**REQUIREMENT**
A faithful, picture-free copy of the listing below is required.

**MATERIAL SUPPLIED**
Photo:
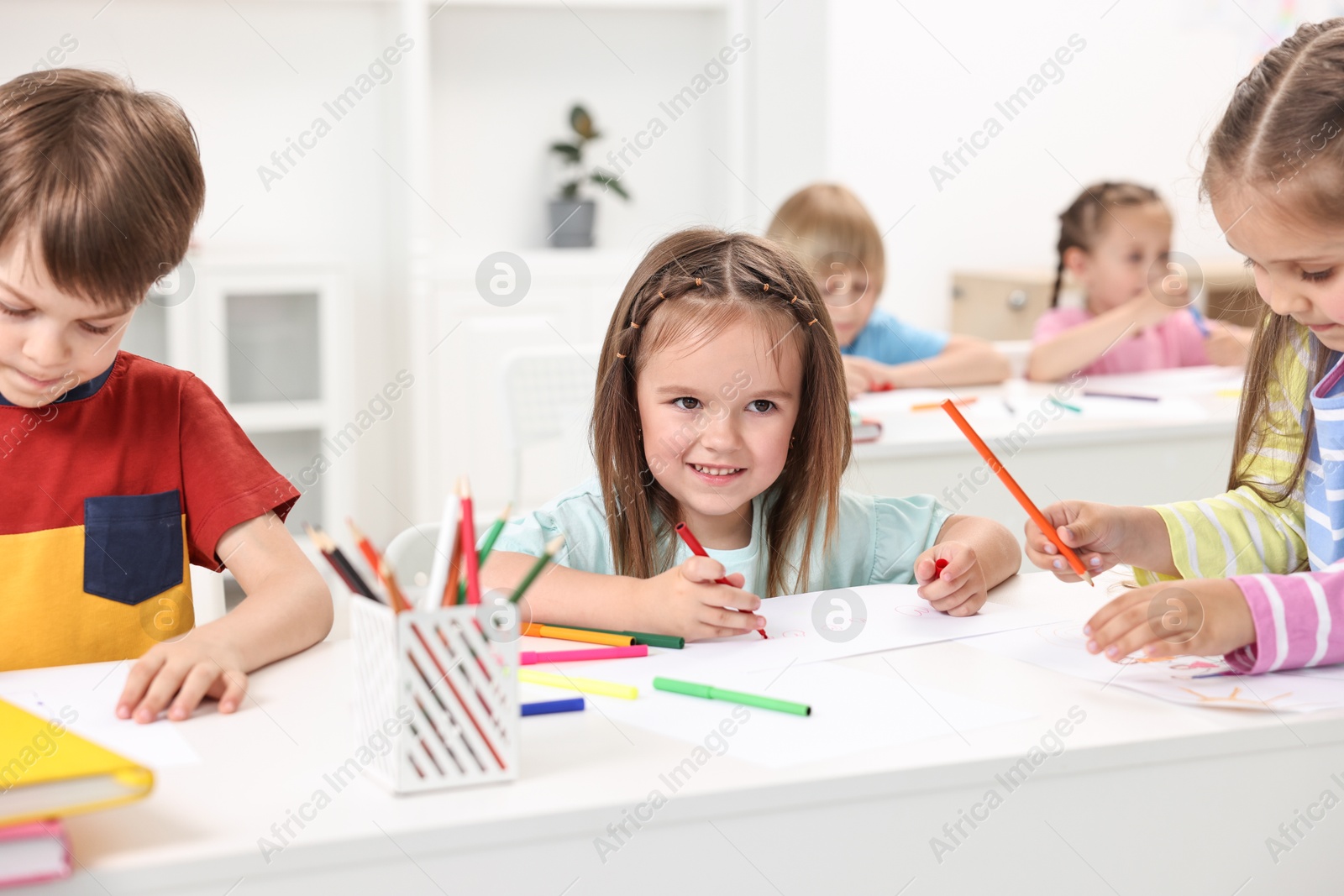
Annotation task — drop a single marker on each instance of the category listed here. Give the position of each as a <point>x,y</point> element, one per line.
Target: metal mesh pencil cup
<point>444,681</point>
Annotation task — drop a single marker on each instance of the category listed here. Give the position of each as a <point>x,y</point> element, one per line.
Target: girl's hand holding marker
<point>952,579</point>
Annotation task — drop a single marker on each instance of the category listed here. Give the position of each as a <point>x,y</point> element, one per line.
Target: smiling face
<point>50,342</point>
<point>1299,264</point>
<point>717,418</point>
<point>1122,258</point>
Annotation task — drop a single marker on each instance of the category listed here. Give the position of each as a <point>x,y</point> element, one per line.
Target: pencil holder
<point>441,691</point>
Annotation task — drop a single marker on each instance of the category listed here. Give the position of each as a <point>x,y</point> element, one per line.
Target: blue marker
<point>1200,322</point>
<point>541,708</point>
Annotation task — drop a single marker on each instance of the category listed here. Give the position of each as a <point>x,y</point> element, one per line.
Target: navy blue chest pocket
<point>132,546</point>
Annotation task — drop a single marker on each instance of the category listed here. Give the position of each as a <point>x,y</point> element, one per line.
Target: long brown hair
<point>1085,219</point>
<point>1269,134</point>
<point>694,284</point>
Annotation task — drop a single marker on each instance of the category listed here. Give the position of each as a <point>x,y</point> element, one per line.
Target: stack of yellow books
<point>49,773</point>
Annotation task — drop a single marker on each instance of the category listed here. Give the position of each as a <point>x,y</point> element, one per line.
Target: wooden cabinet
<point>1005,305</point>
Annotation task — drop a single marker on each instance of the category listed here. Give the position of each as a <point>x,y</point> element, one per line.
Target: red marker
<point>698,550</point>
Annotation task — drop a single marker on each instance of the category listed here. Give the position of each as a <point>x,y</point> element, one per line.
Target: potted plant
<point>571,214</point>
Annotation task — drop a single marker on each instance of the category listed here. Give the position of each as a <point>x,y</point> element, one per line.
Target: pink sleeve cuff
<point>1294,617</point>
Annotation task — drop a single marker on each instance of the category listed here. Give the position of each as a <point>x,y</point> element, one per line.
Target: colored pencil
<point>1132,398</point>
<point>561,633</point>
<point>454,587</point>
<point>338,560</point>
<point>551,548</point>
<point>698,550</point>
<point>533,658</point>
<point>544,707</point>
<point>470,560</point>
<point>709,692</point>
<point>487,547</point>
<point>582,685</point>
<point>1068,407</point>
<point>366,547</point>
<point>1200,322</point>
<point>1037,516</point>
<point>394,593</point>
<point>671,641</point>
<point>934,406</point>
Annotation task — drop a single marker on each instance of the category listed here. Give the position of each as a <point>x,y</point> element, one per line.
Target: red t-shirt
<point>105,497</point>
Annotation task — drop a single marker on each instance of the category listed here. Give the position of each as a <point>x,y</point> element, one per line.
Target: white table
<point>1117,452</point>
<point>1148,797</point>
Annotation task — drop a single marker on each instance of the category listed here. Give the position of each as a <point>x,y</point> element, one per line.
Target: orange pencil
<point>394,593</point>
<point>470,560</point>
<point>454,569</point>
<point>934,406</point>
<point>365,546</point>
<point>1037,516</point>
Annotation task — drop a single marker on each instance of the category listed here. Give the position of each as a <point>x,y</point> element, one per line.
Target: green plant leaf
<point>569,150</point>
<point>582,123</point>
<point>609,181</point>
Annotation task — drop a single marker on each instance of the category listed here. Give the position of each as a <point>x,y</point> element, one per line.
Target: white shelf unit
<point>699,174</point>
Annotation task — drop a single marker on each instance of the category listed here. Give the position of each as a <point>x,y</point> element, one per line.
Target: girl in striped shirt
<point>1263,564</point>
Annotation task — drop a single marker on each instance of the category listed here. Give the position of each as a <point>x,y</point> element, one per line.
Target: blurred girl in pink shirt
<point>1115,239</point>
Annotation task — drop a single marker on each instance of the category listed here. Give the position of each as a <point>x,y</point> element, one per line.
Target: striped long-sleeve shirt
<point>1283,557</point>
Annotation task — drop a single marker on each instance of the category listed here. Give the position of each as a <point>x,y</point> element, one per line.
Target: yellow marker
<point>584,685</point>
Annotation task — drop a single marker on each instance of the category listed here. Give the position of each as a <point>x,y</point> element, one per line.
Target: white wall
<point>245,100</point>
<point>906,81</point>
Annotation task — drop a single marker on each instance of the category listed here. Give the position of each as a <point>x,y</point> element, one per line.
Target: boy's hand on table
<point>1198,617</point>
<point>960,589</point>
<point>176,676</point>
<point>859,375</point>
<point>687,600</point>
<point>1227,345</point>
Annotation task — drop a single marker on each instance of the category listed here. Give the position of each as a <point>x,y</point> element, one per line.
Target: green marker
<point>671,641</point>
<point>1068,407</point>
<point>551,547</point>
<point>707,692</point>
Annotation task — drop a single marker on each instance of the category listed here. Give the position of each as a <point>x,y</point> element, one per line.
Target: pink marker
<point>533,658</point>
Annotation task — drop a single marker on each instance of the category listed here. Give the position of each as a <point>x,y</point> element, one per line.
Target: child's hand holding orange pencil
<point>690,602</point>
<point>952,579</point>
<point>1102,537</point>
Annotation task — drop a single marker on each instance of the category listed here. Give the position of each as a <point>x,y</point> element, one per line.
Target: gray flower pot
<point>571,222</point>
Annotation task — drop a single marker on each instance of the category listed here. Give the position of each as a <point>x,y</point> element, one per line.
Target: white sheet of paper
<point>851,711</point>
<point>806,627</point>
<point>92,691</point>
<point>1062,647</point>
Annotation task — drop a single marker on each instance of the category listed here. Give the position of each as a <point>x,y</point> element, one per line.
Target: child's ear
<point>1077,261</point>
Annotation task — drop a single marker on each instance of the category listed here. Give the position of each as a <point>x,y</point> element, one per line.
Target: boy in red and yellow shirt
<point>116,472</point>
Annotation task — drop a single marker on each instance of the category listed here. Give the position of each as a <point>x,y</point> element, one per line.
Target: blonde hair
<point>105,176</point>
<point>826,223</point>
<point>694,284</point>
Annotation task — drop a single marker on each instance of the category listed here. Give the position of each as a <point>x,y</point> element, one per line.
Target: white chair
<point>412,553</point>
<point>548,396</point>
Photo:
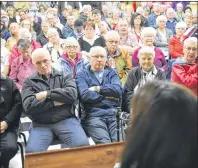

**ANSWER SECTION**
Photo:
Annotation task — drop a single marker on each instance of the category listed here. Give the position of each as a <point>x,y</point> element, one per line.
Target: metal mesh pencil cup
<point>444,681</point>
Annotation task — drop a single marker on each instance of the category listed here. Give the position of each as a <point>x,y</point> element, one per line.
Target: girl's hand holding marker
<point>952,579</point>
Annotation task — drop a single marker on each instance of the category listed here. Give the position of each as a <point>x,y</point> element, one per line.
Target: smiling face
<point>50,342</point>
<point>1299,264</point>
<point>717,418</point>
<point>1122,258</point>
Annotation task — drop a single marker on each instance of the category listed here. Give the position of each as a <point>x,y</point> element, one per line.
Target: pencil holder
<point>441,691</point>
Annotation task — drop a single marker on each instance of the category listed here. Give the position of each as a <point>x,y</point> element, one per line.
Target: blue marker
<point>1200,322</point>
<point>541,708</point>
Annotation task — drop a single marker on each instance of the category listed here. Give the position of each as a <point>x,y</point> element, one per line.
Target: navy blue chest pocket
<point>132,546</point>
Annotation task — drop a single marker on each instance of the category listed here. Give the position of each as a <point>x,y</point> element, one per line.
Target: long brown hair
<point>1085,219</point>
<point>1269,134</point>
<point>694,284</point>
Annotation task — drop a single marker on each instance of the category listed here. Give the position of each as a <point>x,y</point> element, one per line.
Target: stack of yellow books
<point>49,773</point>
Annotation task — drop a single marker on each instance of the category listed here. Give the position of each as a <point>x,y</point> element, one per line.
Target: wooden cabinet
<point>1005,305</point>
Annotation task — drop a single marker on each instance of the category listed here. Give the position of each as a <point>x,y</point> element, one per line.
Target: red marker
<point>698,550</point>
Annotation task — drop a single marker on each instance of the category listed here. Give the position of each as a <point>x,y</point> element, one per line.
Target: potted plant
<point>571,214</point>
Annotation task — drop a single marker on each instance of the category listed here. Give the position of each as a <point>x,y</point> element, one per line.
Target: pink sleeve cuff
<point>1294,617</point>
Annotation task — drop a single marker on each instance of the category listed here. Give the position of each as a <point>x,y</point> element, one per line.
Target: colored pencil
<point>1132,398</point>
<point>561,633</point>
<point>454,587</point>
<point>338,560</point>
<point>551,548</point>
<point>698,550</point>
<point>533,658</point>
<point>544,707</point>
<point>470,560</point>
<point>709,692</point>
<point>487,547</point>
<point>582,685</point>
<point>1068,407</point>
<point>366,547</point>
<point>1200,322</point>
<point>1037,516</point>
<point>394,593</point>
<point>671,641</point>
<point>934,406</point>
Annotation task — drop a single marker on each instance of the category listed here. Give the position of each as a <point>x,y</point> element, one per line.
Target: red t-shirt
<point>105,497</point>
Annotation task — drop a single marker on each instance of the category listed here. Give the position of each as a <point>x,y</point> element, one per line.
Target: white table
<point>1117,452</point>
<point>1148,797</point>
Annotation task — drop a single marker on each instance of the category listed here. Give the position of each as a <point>x,y</point> element, one per line.
Target: orange pencil
<point>394,593</point>
<point>470,560</point>
<point>454,569</point>
<point>934,406</point>
<point>365,546</point>
<point>1037,516</point>
Annotation task — drop a single marker on each instance of the category listed here. Give the position of each as a <point>x,y</point> element, one per line.
Target: green plant leaf
<point>569,150</point>
<point>582,123</point>
<point>609,181</point>
Annotation task — drop a single marker on each instance of the category listed here. Give the position of each as a <point>x,y</point> element, one per line.
Target: white shelf unit
<point>699,174</point>
Annotation task — drop a single marker on each instance of the category listed here. Give the position of each as a <point>x,y</point> element, one per line.
Target: girl in striped shirt
<point>1263,564</point>
Annotation task — drop a single marker on each instance of the category listed here. Give the position of each as a <point>x,y</point> element, one per line.
Target: blurred girl in pink shirt
<point>1115,239</point>
Annotation task — drop a single marker on each instance of the category listed here. Give the position of each as a <point>x,y</point> element, one per line.
Target: striped long-sleeve shirt
<point>1283,557</point>
Annotation task — drop a single marker on each instance of the category listed here. Give the position of each as a <point>x,y</point> element, one per line.
Target: yellow marker
<point>584,685</point>
Annotation task — drop a single marker on each instance of the category listed here. Give the position of each as a <point>x,y</point> element, one per line.
Target: white wall
<point>245,100</point>
<point>906,81</point>
Annotation task — drop a single marker on each instance of the category listed here. Give the position of each as a <point>x,y</point> element, one per line.
Target: boy's hand on table
<point>1198,617</point>
<point>960,589</point>
<point>176,676</point>
<point>859,375</point>
<point>687,600</point>
<point>1227,345</point>
Annotation task — drop a single marker on each instance of the category listed here. Give the position of each as a <point>x,y</point> element, one per line.
Target: green marker
<point>671,641</point>
<point>1068,407</point>
<point>551,547</point>
<point>707,692</point>
Annotation task — drop a single marker on each instance of the category listed here. Give the position of each as a <point>x,y</point> element, one per line.
Target: pink marker
<point>533,658</point>
Annotation task — drop a single marker on each instance of the category listed here. Give the position of each as a <point>x,y</point> element, one per line.
Target: child's hand holding orange pencil
<point>690,602</point>
<point>952,579</point>
<point>1102,537</point>
Annotation task — drop a single marker on each instance of the category listed here. Give the position of each as a <point>x,y</point> element, one per line.
Target: gray flower pot
<point>571,222</point>
Annotation task — drop a single marker on each instance of the category listed here. Give the position of each as a <point>x,y</point> element, one per line.
Target: white sheet of paper
<point>851,711</point>
<point>806,627</point>
<point>92,691</point>
<point>1062,647</point>
Annotation task — drop a single marker on each instance of the category listed here. Give the position of each as a <point>x,y</point> element, one per line.
Target: child's ear
<point>1077,261</point>
Annotation task — drop a single marker on each instance of the category listed here. Give the position of each as a <point>x,y</point> element, one per line.
Target: boy in red and yellow shirt
<point>116,472</point>
Annotation task — drop a single marker on each instance of the category listed here. Give the position of each as a <point>x,y</point> element, one per line.
Target: blonde hair
<point>105,176</point>
<point>826,223</point>
<point>694,284</point>
Annotation task — drop a single marker on each instance of the category listed here. Give the position of each as a <point>x,y</point> element, one per line.
Target: white chair
<point>412,553</point>
<point>548,396</point>
Photo:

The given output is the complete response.